— Document segment —
·····
We can choose to print to the console the inner text and URL from all the link elements in the first page. In order to do that, let’s first create another function.

This new function must receive an RSelenium webElement with an HTML <a> tag, since we will look for its inner text and href attibute. So, if the print_output parameter is set to TRUE, the code inside the if statement is executed and the element inner text and URL will be printed to the console gradually, since flush.console() is called there. A vector with text and urlis returned by the function.

The code below with lapply will print all the information from the all_links_page_1 list. The computational variable saved_list allows to access this info in a list of lists too, if necessary. Only part of the output is reproduced below:

If we prefer to save the links information into a data frame, that can be done by a for loop, with each iteration calling show_links_info() and appending this info to a new computational variable called links_dataframe.

10. Go through all pages in a website

Another very common task we might need to perform is to visit all pages in a website by following a next link, for example. And in each page, we can perform an action, like scraping some information.

Since we cannot be sure of how many pages a site has beforehand, we need code that keeps repeating an action until a condition becomes true and the code stops executing. That is right, this is a perfect scenario to use a repeat loop with a break inside an if statement. At first, this loop of ours will only go through every page and then print the page number to the console.

Note that the next link is located by using driver$findElements() in line 11. So, this code will return either a list with one webElement or a list with no element at all. This is a nice way of avoiding the NoSuchElement Error that would have been raised in the last page if we had used the driver$findElement() method instead. So, when next_link_as_list has a length of zero, the code will enter the conditional and break the loop, and we will have accomplished our goal of going through all pages in the website.

11. Writing code to open a specific page in the website

After the last code execution, we discovered that the site has only 10 pages with quotes. Besides, all pages from 2 to 10 share the following url pattern: https://quotes.toscrape.com/page/ plus the page number added to its end. This kind of situation is a very desirable one because it allows you to move to new pages by just sending the specific url pattern directly to the driver$navigate() method. So, if you know all the pages range beforehand, this approach will be much easier than finding link elements and clicking on them to change pages.

Let’s now create a function that will send us directly to a chosen page in our website. We will add some boolean conditions in it so that the function can check the argument class and raise an exception if it is a character one. The function will also truncate decimal numbers and raise an error if the number passed to it is not between 1 to 10.

Now, we can go to page 3 and page 7 directly by running this code:

If we ask to go to page pi by mistake instead of page 3, the function will let us know that it used a truncated version of pi, leading us then to page 3.

And any of the following function calls will return an error:

And what if we wanted to retrieve an information from the current URL and save it in a computational variable, like the current page number, for example? The following code will transform the current URL in a string, split it by the / characters and save this info in a list of strings. Then it will get the last element of this list, which will be the page number for any page but the first one.
·····
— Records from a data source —

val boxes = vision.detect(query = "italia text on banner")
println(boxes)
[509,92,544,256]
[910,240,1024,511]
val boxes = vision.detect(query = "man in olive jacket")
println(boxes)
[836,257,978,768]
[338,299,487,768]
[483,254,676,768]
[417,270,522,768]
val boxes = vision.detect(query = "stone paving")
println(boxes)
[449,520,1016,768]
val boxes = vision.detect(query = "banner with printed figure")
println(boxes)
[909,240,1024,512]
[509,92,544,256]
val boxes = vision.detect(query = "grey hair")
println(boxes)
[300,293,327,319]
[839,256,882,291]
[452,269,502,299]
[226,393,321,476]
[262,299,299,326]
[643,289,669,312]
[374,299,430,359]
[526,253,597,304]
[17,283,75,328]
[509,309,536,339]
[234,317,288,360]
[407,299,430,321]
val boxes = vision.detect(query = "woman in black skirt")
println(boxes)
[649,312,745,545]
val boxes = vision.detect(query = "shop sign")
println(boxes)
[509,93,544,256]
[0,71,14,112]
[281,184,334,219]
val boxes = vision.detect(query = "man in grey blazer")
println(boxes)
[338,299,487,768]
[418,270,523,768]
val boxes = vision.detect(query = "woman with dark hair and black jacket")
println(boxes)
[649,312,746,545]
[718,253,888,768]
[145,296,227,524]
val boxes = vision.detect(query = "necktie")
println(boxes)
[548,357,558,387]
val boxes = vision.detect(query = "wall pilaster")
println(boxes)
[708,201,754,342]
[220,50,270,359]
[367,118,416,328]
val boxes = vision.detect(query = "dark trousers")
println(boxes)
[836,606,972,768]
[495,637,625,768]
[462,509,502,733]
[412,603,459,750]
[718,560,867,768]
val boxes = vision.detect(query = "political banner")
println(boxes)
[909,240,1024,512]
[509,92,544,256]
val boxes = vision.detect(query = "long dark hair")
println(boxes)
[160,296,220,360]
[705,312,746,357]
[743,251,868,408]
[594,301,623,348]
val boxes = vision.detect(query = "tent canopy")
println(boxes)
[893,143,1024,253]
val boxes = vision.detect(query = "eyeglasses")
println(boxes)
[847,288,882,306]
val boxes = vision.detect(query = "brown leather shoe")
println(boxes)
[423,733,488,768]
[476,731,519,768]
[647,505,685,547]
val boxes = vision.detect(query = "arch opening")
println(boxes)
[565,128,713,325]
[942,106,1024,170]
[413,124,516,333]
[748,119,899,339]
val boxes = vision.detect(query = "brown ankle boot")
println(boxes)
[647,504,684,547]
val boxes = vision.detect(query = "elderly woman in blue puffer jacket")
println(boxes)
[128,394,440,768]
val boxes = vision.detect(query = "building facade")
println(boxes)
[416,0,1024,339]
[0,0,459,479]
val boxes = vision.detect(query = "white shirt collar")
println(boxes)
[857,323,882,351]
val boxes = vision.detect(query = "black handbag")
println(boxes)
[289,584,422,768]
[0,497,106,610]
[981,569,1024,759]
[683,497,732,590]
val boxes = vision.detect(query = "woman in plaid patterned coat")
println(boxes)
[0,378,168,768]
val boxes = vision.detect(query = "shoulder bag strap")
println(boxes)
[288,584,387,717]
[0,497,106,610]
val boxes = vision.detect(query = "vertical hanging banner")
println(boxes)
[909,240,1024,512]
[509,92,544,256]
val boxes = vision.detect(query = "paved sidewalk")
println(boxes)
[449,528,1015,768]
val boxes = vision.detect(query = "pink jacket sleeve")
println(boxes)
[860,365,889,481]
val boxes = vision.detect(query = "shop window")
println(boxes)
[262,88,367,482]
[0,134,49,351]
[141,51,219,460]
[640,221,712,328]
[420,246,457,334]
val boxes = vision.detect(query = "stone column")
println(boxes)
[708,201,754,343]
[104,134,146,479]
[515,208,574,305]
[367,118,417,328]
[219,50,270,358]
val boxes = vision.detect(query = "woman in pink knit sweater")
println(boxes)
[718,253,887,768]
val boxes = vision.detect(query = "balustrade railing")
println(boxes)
·····
— Given exercise —
Condense the paragraph of the RSelenium tutorial that begins "Let’s now create a function" into a short bulleted list that keeps its main facts. The lines above were drawn from a different source than the text.

— Completed exercise —
- A new function sends the driver directly to a chosen page of the website.
- It checks the class of its argument and raises an exception if the argument is a character.
- It truncates decimal numbers.
- It raises an error if the number is not between 1 and 10.